◆ **EXTRAIT**
- - -
1 Introduction
Dans une note précédente, nous avons décrit une nouvelle méthode de préparation pour les complexes endoédriques atome de gaz rare–fullerène C60, basée sur l’utilisation d’un puissant faisceau de lumière, de longueur d’onde λ = 532 nm, provenant d’un laser Nd–YAG impulsionnel et doublé, pour exciter l’échantillon de C60 placé au sein d’un gaz rare comprimé à haute pression [1]. Cette méthode nous a permis d’obtenir des concentrations élevées en complexes endoédriques, allant jusqu’à 20%, alors que, dans leurs expériences, Saunders et al. n’obtenaient pas des concentrations supérieures à 0,5% [2].
- - -
Extraits d'un jeu de données sur le pointage d'objets:
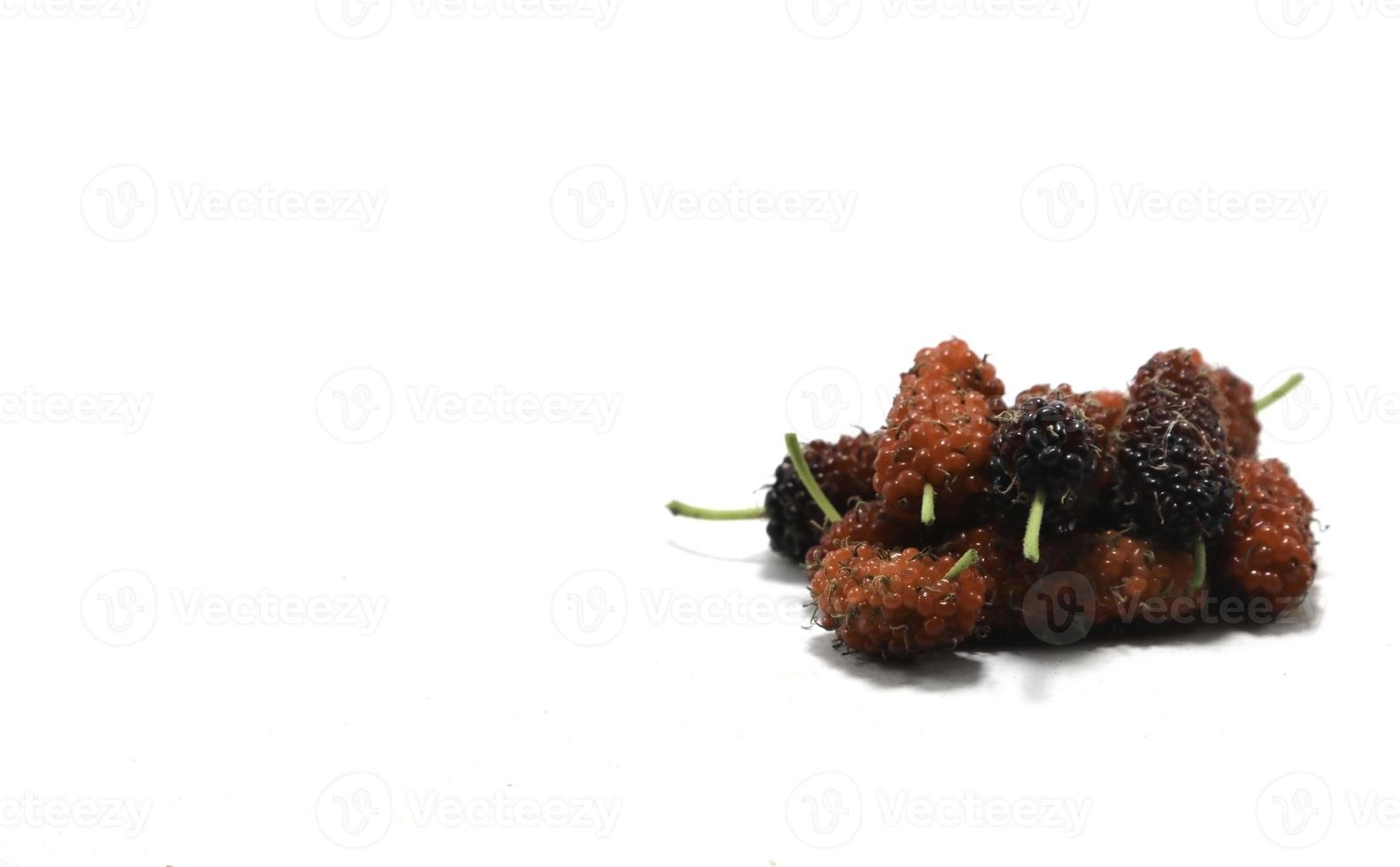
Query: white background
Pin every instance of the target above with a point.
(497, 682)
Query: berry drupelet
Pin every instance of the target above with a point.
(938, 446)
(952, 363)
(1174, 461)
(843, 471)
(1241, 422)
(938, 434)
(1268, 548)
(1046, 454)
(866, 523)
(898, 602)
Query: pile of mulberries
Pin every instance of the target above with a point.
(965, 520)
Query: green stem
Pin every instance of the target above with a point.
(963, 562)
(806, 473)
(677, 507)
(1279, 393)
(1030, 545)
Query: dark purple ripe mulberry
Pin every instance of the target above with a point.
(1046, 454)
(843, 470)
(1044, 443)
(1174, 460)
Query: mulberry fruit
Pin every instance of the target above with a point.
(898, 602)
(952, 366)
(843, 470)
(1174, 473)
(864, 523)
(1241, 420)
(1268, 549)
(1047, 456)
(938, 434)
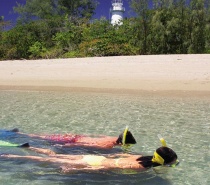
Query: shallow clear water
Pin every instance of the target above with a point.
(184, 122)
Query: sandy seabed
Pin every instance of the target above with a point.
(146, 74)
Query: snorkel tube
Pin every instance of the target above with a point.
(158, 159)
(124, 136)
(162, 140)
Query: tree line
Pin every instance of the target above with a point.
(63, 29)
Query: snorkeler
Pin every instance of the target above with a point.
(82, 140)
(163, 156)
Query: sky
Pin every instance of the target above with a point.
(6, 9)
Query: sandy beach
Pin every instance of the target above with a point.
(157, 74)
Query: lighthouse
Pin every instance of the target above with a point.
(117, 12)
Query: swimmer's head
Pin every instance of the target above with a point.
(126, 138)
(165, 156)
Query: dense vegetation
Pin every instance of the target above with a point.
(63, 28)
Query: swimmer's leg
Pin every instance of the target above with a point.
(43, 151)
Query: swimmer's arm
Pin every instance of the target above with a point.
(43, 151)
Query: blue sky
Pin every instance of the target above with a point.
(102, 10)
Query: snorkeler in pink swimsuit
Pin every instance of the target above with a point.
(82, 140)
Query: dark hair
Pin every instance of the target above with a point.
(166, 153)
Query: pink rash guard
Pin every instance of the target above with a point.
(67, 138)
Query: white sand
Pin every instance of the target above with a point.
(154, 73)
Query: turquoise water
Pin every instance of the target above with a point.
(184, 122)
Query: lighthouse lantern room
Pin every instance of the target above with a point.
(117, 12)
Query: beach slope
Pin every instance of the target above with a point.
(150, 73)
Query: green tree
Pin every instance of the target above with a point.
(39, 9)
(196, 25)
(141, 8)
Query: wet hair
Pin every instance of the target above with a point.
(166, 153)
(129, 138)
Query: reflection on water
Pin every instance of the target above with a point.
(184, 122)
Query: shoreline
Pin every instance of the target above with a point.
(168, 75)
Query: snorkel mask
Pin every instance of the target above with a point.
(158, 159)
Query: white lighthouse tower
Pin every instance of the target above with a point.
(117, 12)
- - -
◆ **LISTE DES TÂCHES**
1 – Répondez à ces questions d'après l'extrait :
(a) Quelle est la longueur d'onde du faisceau de lumière utilisé ?
(b) Jusqu'à quelle concentration en complexes endoédriques la méthode a-t-elle permis d'aller ?
(c) Quelle concentration maximale Saunders et al. obtenaient-ils ?
2 – Citez le passage de l'extrait qui commence par « 1 Introduction » et se poursuit jusqu'à « supérieures à 0,5% [2]. ».
Ces données sont un matériau distinct de l'extrait.

◆ **RÉPONSES DANS L'ORDRE**
1 –
(a) λ = 532 nm.
(b) Jusqu'à 20 %.
(c) 0,5 %.

2 –
1 Introduction
Dans une note précédente, nous avons décrit une nouvelle méthode de préparation pour les complexes endoédriques atome de gaz rare–fullerène C60, basée sur l’utilisation d’un puissant faisceau de lumière, de longueur d’onde λ = 532 nm, provenant d’un laser Nd–YAG impulsionnel et doublé, pour exciter l’échantillon de C60 placé au sein d’un gaz rare comprimé à haute pression [1]. Cette méthode nous a permis d’obtenir des concentrations élevées en complexes endoédriques, allant jusqu’à 20%, alors que, dans leurs expériences, Saunders et al. n’obtenaient pas des concentrations supérieures à 0,5% [2].